Request:
Copy each of the entries below verbatim, line for line and in the same order.

Stored data:

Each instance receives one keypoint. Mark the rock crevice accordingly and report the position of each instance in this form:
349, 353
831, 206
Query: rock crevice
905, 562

Result of the exercise:
Each instance receives one keypoint. Mark the rock crevice accordingly and report the position of each instance in this form:
349, 353
831, 206
Query: rock crevice
905, 562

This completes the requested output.